==== Supplied text ====
I ran into an interesting performance problem today. I was working on an algorithm to process text data files. My first stab at the design went through my data file starting from the first character and on, and output a string built based on some rules applied to each character. I ended up with a O(n2) performance, which really didn’t seem that good for the kind of processing I was doing.
So I redesigned the algorithm to build strings backward and ended up with an O(n) performance, which is much better.
Happy with the design, I set out to implement it in Java (the rest of the system is in Java). In order to build my strings backwards, I used StringBuffer.insert(0, c), which inserted my character at the beginning of my output string. I ran my test on a 5Mb file and it took over 20 min. Actually I don’t really exactly know how long because I aborted it. What?!
As it turns out, StringBuffer.insert(0, c) is terribly inefficient. Instead of calling this method, I changed it to build my string reversed using StringBuffer.append(c), then reversing it using StringBuffer.reverse() right before returning. Now this same test runs in 719 milliseconds… Ridiculous difference!

Need proof? Here’s some code:

int size = 100000;

StringBuffer str1 = new StringBuffer();
long t1 = System.currentTimeMillis();
for(int i=0; i<size; i++) {
  char c = (char)('a'+(i % 26));
  str1.insert(0, c);
}
System.out.println("StringBuffer.insert(): "
==== Supplied entries ====
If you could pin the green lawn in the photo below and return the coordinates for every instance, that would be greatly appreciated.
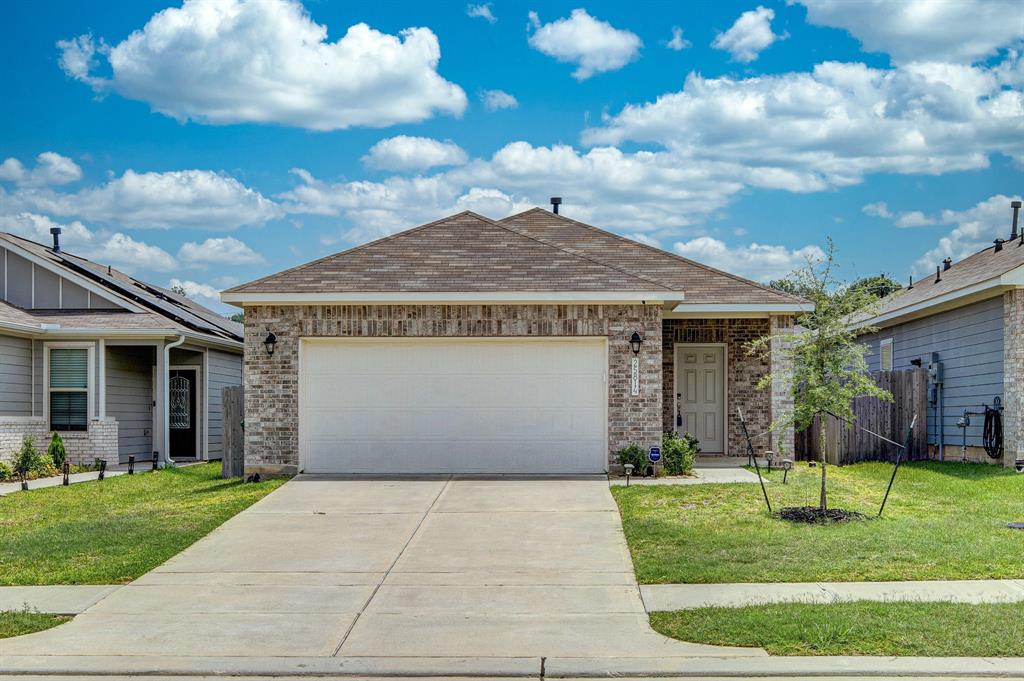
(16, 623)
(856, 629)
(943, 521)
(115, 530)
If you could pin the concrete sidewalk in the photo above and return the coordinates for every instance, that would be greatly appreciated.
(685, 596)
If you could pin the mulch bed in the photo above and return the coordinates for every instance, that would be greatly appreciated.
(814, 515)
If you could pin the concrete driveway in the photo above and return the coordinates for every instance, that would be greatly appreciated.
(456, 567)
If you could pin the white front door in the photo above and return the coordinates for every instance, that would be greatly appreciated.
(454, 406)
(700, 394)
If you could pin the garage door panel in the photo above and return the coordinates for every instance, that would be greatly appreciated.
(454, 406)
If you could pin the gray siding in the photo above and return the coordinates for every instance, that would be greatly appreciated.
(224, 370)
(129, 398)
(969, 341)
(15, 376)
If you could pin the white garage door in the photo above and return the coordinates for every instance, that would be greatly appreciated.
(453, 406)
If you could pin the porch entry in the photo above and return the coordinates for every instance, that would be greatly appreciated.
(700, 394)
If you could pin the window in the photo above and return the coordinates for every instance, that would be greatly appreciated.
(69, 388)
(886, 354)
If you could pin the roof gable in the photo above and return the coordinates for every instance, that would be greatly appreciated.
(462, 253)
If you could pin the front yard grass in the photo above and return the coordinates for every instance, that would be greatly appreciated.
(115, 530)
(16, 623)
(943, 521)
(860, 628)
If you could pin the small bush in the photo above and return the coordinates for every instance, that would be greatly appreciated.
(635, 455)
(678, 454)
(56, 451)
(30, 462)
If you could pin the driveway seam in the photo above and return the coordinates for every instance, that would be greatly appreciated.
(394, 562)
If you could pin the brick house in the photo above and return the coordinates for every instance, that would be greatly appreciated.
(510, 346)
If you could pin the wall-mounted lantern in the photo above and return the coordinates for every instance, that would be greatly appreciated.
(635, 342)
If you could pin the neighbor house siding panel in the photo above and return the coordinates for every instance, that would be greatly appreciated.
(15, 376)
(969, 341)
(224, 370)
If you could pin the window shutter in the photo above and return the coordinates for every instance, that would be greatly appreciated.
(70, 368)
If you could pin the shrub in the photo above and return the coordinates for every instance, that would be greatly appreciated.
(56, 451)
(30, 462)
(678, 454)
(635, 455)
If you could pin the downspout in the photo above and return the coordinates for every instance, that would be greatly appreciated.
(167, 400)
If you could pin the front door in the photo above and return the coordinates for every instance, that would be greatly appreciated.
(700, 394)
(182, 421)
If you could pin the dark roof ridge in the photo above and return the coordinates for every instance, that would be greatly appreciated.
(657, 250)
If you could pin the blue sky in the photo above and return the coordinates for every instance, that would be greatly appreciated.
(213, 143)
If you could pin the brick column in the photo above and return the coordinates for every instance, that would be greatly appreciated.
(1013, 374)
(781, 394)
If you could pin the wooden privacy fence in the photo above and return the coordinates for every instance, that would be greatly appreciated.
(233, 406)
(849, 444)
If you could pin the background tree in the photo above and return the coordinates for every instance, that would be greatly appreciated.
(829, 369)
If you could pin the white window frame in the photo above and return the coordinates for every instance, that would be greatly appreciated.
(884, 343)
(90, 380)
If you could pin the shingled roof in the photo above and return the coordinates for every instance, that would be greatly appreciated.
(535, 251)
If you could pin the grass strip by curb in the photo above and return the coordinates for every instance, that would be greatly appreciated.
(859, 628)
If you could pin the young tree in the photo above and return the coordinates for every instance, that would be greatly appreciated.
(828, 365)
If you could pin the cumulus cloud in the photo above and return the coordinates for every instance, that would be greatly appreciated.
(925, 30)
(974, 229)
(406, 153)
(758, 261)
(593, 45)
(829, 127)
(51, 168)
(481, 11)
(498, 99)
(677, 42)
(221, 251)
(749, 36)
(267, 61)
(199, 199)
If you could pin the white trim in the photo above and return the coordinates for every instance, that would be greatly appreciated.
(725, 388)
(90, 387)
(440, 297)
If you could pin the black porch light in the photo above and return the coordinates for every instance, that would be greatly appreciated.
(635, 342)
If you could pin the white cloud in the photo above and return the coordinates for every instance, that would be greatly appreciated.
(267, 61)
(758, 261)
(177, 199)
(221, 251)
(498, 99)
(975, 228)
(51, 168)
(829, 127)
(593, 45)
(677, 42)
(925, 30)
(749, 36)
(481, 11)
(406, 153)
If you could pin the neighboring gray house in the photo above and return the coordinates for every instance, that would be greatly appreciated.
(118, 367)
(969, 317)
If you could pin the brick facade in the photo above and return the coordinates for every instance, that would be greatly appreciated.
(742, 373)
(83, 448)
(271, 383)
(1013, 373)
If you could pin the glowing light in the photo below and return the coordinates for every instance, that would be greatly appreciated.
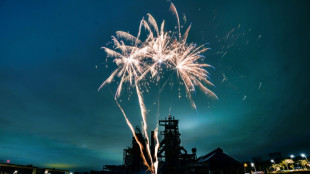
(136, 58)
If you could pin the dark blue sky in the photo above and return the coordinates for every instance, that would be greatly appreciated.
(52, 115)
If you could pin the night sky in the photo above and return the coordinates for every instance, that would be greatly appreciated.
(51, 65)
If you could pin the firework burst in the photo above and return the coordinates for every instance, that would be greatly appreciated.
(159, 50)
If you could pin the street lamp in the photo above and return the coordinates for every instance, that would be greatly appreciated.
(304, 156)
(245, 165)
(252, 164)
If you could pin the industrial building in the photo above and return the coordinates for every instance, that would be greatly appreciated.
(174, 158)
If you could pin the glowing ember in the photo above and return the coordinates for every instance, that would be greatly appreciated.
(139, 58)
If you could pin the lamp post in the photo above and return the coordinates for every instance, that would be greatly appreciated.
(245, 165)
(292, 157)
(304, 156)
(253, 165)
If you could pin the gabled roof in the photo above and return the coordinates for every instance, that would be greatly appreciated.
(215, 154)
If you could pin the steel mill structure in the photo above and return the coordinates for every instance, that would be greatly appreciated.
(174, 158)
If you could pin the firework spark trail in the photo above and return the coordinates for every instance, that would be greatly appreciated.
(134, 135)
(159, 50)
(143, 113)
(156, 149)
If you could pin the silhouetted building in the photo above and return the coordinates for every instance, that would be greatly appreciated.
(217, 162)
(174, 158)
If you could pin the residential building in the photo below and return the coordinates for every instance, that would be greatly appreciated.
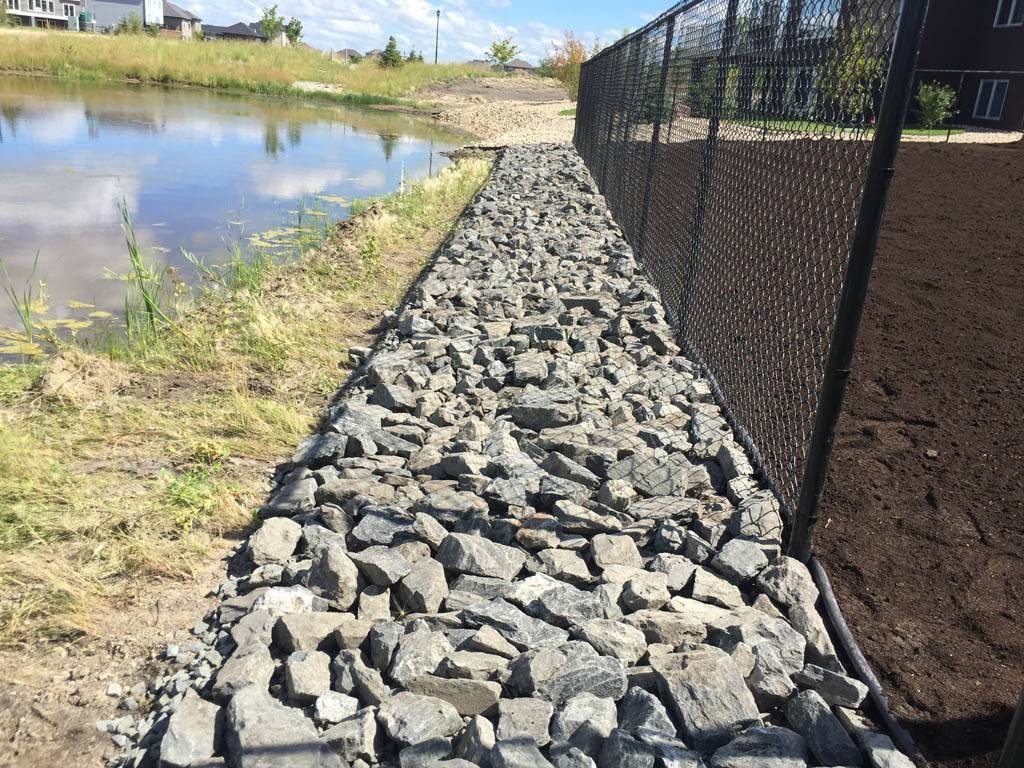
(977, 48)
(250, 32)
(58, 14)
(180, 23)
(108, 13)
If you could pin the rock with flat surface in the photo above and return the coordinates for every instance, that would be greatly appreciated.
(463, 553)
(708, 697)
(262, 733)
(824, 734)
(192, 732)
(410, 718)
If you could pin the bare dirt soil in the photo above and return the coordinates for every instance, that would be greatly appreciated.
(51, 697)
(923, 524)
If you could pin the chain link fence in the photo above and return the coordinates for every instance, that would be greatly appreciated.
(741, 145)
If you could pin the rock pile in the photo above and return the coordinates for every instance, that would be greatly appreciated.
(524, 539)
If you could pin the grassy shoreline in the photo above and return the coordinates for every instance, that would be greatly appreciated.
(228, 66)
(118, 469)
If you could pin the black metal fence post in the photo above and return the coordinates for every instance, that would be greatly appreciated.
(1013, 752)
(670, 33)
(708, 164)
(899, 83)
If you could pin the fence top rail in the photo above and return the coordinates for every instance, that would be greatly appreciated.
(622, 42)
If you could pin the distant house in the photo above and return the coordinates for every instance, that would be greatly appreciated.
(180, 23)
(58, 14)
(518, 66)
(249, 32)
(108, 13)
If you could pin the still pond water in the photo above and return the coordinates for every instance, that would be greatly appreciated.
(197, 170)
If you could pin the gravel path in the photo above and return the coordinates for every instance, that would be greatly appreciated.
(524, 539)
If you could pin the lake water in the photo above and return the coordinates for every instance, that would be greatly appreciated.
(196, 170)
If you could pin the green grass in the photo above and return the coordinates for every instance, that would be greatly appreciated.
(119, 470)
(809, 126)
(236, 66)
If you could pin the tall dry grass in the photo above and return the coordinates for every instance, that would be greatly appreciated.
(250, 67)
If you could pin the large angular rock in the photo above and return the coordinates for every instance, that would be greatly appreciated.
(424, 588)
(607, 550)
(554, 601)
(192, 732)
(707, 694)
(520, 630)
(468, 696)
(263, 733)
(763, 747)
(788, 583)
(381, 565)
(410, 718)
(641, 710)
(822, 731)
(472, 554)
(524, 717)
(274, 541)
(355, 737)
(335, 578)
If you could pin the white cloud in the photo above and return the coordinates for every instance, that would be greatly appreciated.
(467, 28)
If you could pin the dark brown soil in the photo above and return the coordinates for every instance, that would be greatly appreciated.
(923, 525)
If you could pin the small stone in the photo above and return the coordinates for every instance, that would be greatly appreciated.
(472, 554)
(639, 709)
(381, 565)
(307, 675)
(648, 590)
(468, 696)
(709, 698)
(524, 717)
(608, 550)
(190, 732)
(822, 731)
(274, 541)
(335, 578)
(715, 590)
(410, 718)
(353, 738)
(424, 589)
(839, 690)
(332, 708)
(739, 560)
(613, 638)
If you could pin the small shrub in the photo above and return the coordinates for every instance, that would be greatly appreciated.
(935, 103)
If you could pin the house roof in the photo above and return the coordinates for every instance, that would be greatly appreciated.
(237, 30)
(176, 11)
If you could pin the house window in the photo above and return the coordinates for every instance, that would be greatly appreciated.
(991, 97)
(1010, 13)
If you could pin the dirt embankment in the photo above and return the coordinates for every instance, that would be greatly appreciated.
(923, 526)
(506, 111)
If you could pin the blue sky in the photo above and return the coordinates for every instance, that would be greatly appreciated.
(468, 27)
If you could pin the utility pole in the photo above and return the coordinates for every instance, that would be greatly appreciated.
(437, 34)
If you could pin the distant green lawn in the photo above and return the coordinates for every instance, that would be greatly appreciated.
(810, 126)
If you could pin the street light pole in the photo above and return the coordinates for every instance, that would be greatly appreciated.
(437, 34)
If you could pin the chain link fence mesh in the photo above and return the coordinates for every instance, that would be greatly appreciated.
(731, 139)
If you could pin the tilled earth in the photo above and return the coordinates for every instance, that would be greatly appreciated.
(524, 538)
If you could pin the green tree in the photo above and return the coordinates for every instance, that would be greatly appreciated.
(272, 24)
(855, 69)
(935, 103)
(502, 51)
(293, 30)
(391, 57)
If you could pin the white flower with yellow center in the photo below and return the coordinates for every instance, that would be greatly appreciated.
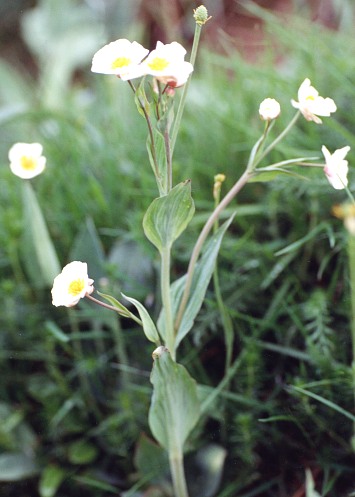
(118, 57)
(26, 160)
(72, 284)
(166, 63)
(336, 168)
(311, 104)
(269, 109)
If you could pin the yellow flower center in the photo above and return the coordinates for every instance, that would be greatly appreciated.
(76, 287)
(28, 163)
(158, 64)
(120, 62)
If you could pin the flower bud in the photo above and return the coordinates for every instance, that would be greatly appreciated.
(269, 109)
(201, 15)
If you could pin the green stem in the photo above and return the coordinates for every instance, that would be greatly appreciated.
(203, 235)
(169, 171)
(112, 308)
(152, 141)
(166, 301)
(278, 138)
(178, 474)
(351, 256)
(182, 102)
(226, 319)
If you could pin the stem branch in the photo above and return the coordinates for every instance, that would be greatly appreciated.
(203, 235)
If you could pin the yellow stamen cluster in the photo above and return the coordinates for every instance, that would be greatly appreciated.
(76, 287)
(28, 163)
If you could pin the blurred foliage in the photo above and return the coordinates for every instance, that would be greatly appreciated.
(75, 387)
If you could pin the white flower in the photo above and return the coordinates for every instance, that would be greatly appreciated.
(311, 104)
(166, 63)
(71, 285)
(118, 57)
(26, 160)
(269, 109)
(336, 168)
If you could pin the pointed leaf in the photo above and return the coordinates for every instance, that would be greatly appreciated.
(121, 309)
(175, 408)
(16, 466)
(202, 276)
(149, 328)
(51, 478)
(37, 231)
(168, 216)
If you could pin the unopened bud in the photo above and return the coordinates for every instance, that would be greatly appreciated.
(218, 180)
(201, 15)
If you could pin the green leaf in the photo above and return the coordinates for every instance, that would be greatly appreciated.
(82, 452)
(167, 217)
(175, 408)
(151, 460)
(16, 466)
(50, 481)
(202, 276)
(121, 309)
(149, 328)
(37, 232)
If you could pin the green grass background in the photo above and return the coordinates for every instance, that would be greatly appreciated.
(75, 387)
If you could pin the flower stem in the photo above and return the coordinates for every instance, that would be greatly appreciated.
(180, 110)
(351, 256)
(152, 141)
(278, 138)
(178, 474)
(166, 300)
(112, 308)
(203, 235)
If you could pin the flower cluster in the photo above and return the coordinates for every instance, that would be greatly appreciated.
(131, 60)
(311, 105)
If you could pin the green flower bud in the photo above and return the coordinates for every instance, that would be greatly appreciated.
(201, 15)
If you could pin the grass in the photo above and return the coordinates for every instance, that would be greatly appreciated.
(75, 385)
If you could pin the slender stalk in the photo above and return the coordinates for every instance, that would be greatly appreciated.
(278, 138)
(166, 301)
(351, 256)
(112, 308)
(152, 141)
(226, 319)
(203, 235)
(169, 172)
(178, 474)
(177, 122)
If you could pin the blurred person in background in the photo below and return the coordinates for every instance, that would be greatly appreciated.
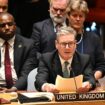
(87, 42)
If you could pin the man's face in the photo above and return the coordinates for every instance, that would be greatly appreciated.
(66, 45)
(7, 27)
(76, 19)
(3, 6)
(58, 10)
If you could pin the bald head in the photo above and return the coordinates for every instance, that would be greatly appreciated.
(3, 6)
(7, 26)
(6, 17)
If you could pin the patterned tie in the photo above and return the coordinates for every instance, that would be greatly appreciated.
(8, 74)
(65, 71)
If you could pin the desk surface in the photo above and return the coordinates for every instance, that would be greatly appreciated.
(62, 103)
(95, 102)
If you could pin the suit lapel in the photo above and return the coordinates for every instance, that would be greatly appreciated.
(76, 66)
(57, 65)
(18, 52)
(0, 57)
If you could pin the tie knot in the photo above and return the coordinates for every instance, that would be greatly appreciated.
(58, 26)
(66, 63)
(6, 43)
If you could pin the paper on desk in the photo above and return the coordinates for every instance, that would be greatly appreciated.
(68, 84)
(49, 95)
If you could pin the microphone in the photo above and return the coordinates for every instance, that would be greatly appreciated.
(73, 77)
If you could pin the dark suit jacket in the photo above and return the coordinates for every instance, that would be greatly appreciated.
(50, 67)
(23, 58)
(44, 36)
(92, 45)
====
What to do »
**A.** From the StringBuffer performance post, list every StringBuffer method it names.
**B.** Render this sentence from the StringBuffer performance post in Spanish: "As it turns out, StringBuffer.insert(0, c) is terribly inefficient."
**C.** Give a continuation of the StringBuffer performance post, picking up where it stops.

The results »
**A.**
StringBuffer.insert()
StringBuffer.append()
StringBuffer.reverse()

**B.** Resulta que StringBuffer.insert(0, c) es terriblemente ineficiente.

**C.**
    +(System.currentTimeMillis()-t1)+" ms");

StringBuffer str2 = new StringBuffer();
long t2 = System.currentTimeMillis();
for(int i=0; i<size; i++) {
  char c = (char)('a'+(i % 26));
  str2.append(c);
}
str2 = str2.reverse();
System.out.println("StringBuffer.append(): "
    +(System.currentTimeMillis()-t2)+" ms");

System.out.println("Equal? "+str1.toString().equals(str2.toString()));

The results speak clearly:

insert() append() + reverse()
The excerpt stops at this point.